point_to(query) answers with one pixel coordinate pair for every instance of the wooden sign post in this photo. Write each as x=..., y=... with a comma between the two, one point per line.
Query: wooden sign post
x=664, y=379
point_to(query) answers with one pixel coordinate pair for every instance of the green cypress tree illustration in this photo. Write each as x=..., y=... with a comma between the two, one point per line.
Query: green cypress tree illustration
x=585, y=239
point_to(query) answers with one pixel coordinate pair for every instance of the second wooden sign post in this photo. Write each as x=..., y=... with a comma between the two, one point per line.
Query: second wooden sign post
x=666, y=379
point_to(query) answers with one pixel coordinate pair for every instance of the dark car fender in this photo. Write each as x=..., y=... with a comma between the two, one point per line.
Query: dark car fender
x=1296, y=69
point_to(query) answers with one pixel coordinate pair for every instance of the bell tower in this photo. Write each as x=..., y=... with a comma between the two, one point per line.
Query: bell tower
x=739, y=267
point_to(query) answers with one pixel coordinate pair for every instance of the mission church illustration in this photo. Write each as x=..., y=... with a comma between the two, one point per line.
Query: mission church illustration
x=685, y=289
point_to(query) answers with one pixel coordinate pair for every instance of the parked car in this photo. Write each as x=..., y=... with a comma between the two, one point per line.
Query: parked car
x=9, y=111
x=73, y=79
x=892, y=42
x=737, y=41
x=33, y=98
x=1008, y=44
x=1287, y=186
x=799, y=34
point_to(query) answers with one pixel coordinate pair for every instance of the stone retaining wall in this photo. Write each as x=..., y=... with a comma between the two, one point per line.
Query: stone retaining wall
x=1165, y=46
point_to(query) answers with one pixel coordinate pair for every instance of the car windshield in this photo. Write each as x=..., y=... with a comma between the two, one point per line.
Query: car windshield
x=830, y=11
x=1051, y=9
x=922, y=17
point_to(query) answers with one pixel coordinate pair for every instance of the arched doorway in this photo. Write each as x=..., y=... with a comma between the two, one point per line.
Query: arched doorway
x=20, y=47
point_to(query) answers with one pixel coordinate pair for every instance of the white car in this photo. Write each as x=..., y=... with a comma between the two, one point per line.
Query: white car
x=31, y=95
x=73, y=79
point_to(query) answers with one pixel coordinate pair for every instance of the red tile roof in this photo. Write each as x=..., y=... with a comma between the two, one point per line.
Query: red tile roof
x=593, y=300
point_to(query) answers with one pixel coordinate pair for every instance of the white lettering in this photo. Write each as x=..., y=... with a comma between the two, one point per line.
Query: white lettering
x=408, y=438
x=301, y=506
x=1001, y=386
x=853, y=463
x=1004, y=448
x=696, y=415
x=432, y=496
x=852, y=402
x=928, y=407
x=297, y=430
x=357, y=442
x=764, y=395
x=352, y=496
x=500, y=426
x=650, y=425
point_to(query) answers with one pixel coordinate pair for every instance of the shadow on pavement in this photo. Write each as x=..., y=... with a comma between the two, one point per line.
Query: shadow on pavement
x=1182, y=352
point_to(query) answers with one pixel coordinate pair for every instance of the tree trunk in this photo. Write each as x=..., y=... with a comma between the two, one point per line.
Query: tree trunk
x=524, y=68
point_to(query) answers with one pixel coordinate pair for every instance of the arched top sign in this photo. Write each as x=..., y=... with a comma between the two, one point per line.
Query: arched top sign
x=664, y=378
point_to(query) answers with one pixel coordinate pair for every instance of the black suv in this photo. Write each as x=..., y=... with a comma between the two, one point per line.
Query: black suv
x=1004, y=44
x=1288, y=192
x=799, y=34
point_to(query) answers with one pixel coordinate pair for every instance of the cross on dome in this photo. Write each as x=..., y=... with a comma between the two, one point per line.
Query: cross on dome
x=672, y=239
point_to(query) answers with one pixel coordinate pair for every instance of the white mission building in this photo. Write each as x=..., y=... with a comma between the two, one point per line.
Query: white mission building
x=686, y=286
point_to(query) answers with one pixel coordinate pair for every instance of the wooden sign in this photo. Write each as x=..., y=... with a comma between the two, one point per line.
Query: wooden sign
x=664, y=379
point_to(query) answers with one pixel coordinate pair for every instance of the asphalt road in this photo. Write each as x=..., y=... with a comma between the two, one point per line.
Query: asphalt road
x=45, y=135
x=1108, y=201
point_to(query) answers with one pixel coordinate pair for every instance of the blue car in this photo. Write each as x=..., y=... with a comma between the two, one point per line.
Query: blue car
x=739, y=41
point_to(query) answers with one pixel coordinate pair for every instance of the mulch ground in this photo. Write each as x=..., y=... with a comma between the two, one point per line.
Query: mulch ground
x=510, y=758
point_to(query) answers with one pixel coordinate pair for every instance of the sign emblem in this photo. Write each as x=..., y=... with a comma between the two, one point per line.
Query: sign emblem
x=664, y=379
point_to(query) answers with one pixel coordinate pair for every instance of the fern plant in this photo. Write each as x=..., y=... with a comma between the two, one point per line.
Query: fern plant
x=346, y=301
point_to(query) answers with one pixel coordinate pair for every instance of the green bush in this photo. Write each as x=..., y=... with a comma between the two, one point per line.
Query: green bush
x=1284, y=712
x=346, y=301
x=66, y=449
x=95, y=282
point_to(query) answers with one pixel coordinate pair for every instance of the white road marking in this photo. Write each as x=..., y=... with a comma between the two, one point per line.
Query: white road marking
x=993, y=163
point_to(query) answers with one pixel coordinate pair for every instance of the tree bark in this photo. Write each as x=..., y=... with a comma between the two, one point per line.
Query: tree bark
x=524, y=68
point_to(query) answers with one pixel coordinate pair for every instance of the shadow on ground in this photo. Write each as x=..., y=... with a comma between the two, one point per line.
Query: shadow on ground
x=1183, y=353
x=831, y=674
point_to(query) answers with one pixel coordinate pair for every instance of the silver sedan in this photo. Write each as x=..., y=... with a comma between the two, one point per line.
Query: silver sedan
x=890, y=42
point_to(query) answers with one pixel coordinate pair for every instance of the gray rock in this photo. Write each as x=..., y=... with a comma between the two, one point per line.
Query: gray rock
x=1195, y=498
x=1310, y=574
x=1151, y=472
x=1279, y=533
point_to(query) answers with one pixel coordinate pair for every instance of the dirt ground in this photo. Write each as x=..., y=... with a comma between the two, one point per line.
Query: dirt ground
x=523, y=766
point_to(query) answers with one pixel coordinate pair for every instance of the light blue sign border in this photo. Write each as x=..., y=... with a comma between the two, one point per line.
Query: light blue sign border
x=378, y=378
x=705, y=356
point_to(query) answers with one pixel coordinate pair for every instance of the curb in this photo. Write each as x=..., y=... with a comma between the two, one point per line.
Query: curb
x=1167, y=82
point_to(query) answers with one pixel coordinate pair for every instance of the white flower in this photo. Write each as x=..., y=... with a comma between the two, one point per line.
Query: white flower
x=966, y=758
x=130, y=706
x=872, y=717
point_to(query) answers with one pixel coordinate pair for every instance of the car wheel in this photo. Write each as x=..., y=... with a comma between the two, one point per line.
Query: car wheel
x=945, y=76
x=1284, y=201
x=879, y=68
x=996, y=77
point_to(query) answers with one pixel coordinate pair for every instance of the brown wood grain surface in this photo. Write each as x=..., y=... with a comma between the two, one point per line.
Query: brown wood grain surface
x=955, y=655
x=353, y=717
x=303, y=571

·····

About this task
Every line of the data must appear again in the answer, exactly as written.

Written response
point_to(query) answers with one pixel coordinate pair for every instance of the wooden sign post in this photo. Write each as x=..., y=... with a comma between the two, one point per line.
Query: wooden sign post
x=664, y=379
point_to(query) answers with one pixel coordinate pair for every instance of the green cypress tree illustration in this photo. Write each as x=..., y=... with a comma between the two, one point per line.
Query: green cypress tree illustration
x=585, y=239
point_to(query) answers with one pixel coordinate pair for every instance of the second wooden sign post in this photo. Write each as x=..., y=... with a comma between the two, one point per line.
Query: second wooden sign post
x=666, y=379
point_to(query) answers with one pixel coordinate pair for every instance of the dark car fender in this photo. Write each as x=..., y=... with a comma between the two, one point per line.
Query: dark car fender
x=1296, y=69
point_to(query) answers with one pixel coordinate pair for every instance of the bell tower in this photo. Write each as x=..., y=... with a comma between the two, one point per line.
Query: bell tower
x=739, y=267
point_to(query) answers with one pixel coordinate pair for every instance of the mission church illustration in this photo. Write each as x=..., y=... with a comma between the two, one point per line.
Query: mission church illustration
x=685, y=289
point_to(query) answers with one pixel coordinate pair for every instance of the parked car in this photo. Write each as x=..., y=... with a comma between the two, one point per line.
Query: parked car
x=9, y=111
x=73, y=79
x=892, y=42
x=737, y=41
x=33, y=98
x=1008, y=44
x=1287, y=186
x=799, y=34
point_to(query) answers with one pixel coordinate pair for every instance of the stone retaining wall in this photo. Write each as x=..., y=... with a comma between the two, one point per line.
Query: stone retaining wall
x=1165, y=46
point_to(query) answers with one pixel coordinate pair for every instance of the car windshield in this photo. Write each as x=..., y=... with a comma between the two, one point per line.
Query: car windshield
x=830, y=11
x=1051, y=9
x=922, y=17
point_to(query) answers with one pixel coordinate pair for every instance of the arched doorway in this photo. Write each as x=..., y=... with a comma between the two, one point per line.
Query: arched doorway
x=20, y=47
point_to(query) answers with one pixel coordinate pair for every instance of the white car in this photo. Write each as x=..., y=... with a comma between the two, one point per line.
Query: white car
x=31, y=95
x=73, y=79
point_to(query) answers with one pixel coordinate pair for every instance of the red tile roof in this photo. Write each as x=..., y=... with a comma between the two, one point per line.
Query: red tile roof
x=593, y=300
point_to(query) answers with one pixel coordinate pair for every instance of the white lettering in this photo. Write each as x=..., y=... with a comma between the two, one point per line.
Query: white lettering
x=408, y=438
x=301, y=506
x=1001, y=386
x=853, y=463
x=1004, y=448
x=696, y=415
x=432, y=496
x=852, y=402
x=928, y=407
x=297, y=430
x=357, y=442
x=764, y=395
x=352, y=496
x=500, y=426
x=650, y=425
point_to(query) answers with one pixel coordinate pair for every instance of the shadow on pavement in this photo. Write each as x=..., y=... with a comma between the two, one point per line.
Query: shadow on pavement
x=1182, y=352
point_to(query) answers with one pixel coordinate pair for every instance of the tree trunk in this photo. Write each as x=..., y=... with a comma between the two, one point per line.
Query: tree trunk
x=524, y=68
point_to(query) answers with one pixel coordinate pair for every instance of the arched top sign in this photo. Write each as x=..., y=... with a comma between the two, one point per line.
Query: arched top sign
x=664, y=378
point_to(query) answers with one pixel coordinate pair for every instance of the black suv in this photo. Write each as x=..., y=... with a comma between the two, one point per line.
Query: black suv
x=1004, y=44
x=1288, y=192
x=799, y=34
point_to(query) answers with one pixel coordinate pair for every instance of the cross on dome in this photo. Write each as x=..., y=... with a comma between the two, one point per line.
Query: cross on dome
x=672, y=239
point_to(query) answers with one pixel coordinate pair for every instance of the white mission building in this photo. Write each as x=..., y=... with a comma between the two, one point per line.
Query: white mission building
x=686, y=286
point_to(query) answers with one pixel coordinate pair for every instance of the wooden sign in this photo. Write each as x=..., y=... with a comma between the two, one point per line.
Query: wooden sign
x=664, y=379
point_to(query) answers with one pixel coordinate pair for every instance of the asphalt road in this photo. Write each as x=..., y=... with a comma between the two, one point per line.
Query: asphalt road
x=45, y=135
x=1108, y=201
point_to(query) answers with one pixel coordinate pair for every instance of the blue car in this photo. Write each as x=..., y=... with a comma between the two, one point per line.
Query: blue car
x=739, y=41
point_to(query) answers with one pixel coordinate pair for every instance of the mulch ground in this photo. Write each as x=..., y=... with a comma between the two, one point per line.
Query: mulch ground
x=510, y=758
point_to(query) answers with one pixel coordinate pair for every instance of the sign emblem in this photo. Write each as x=..., y=... with a comma between the two, one point per line.
Query: sign emblem
x=664, y=379
point_to(query) answers with one pixel coordinate pair for every instance of the fern plant in this photo. Write each as x=..., y=... with a comma between the two, one point per line.
Query: fern plant
x=346, y=301
point_to(query) answers with one pixel coordinate pair for every instance of the green bush in this photo. Write each as x=..., y=... with a comma between the two, one point per line.
Query: green bush
x=1284, y=712
x=346, y=301
x=66, y=449
x=95, y=282
point_to(query) answers with one pixel coordinate pair for every instance of the white road marking in this photo. Write each as x=..., y=... with a comma between the two, one point per line.
Query: white road marking
x=993, y=163
point_to(query) answers with one pixel coordinate pair for every instance of the tree bark in this photo. Write each as x=..., y=... with a comma between the two, one point per line.
Query: tree bark
x=524, y=68
point_to(query) answers with one pixel coordinate pair for every instance of the shadow on ground in this photo. Write each as x=..., y=... with a comma between the two, one point per line.
Query: shadow on ground
x=1183, y=353
x=831, y=674
point_to(query) answers with one pixel coordinate pair for every instance of the silver sedan in this photo. Write each as x=..., y=... with a comma between the two, one point per line.
Query: silver sedan
x=890, y=42
point_to(query) answers with one pixel coordinate pair for every instance of the gray rock in this photo. Write each as x=..., y=... with a comma between the two, one point per line.
Query: gray rock
x=1195, y=498
x=1310, y=574
x=1151, y=472
x=1279, y=533
point_to(query) answers with one pixel coordinate pair for every instance of the dirt ground in this photo. Write each as x=..., y=... with a comma between the two, one point per line.
Query: dirt ground
x=523, y=766
point_to(query) answers with one pixel coordinate pair for every instance of the light blue sign border in this photo. Write each as x=..., y=... with a comma between the two, one point per line.
Query: light blue sign border
x=378, y=378
x=705, y=356
point_to(query) answers with one pixel coordinate pair for every instance of the curb in this photo. Write each as x=..., y=... with a comma between the two, one point per line.
Query: curb
x=1167, y=82
point_to(query) answers with one pixel coordinate pair for every instance of the white flower in this photo. Write each as x=..., y=... with a comma between the two, one point per line.
Query: white flower
x=966, y=758
x=130, y=706
x=872, y=717
point_to(query) answers with one pixel coordinate pair for every instance of the car wheel in this photo. Write each as x=..., y=... with a comma between the two, one point per line.
Query: car wheel
x=945, y=76
x=1284, y=201
x=879, y=68
x=996, y=77
point_to(query) answers with one pixel coordinate pair for every instance of the brown wood grain surface in this photo. Write each as x=..., y=... with a comma between the two, one point per line.
Query: brown wood grain surface
x=955, y=655
x=353, y=717
x=303, y=571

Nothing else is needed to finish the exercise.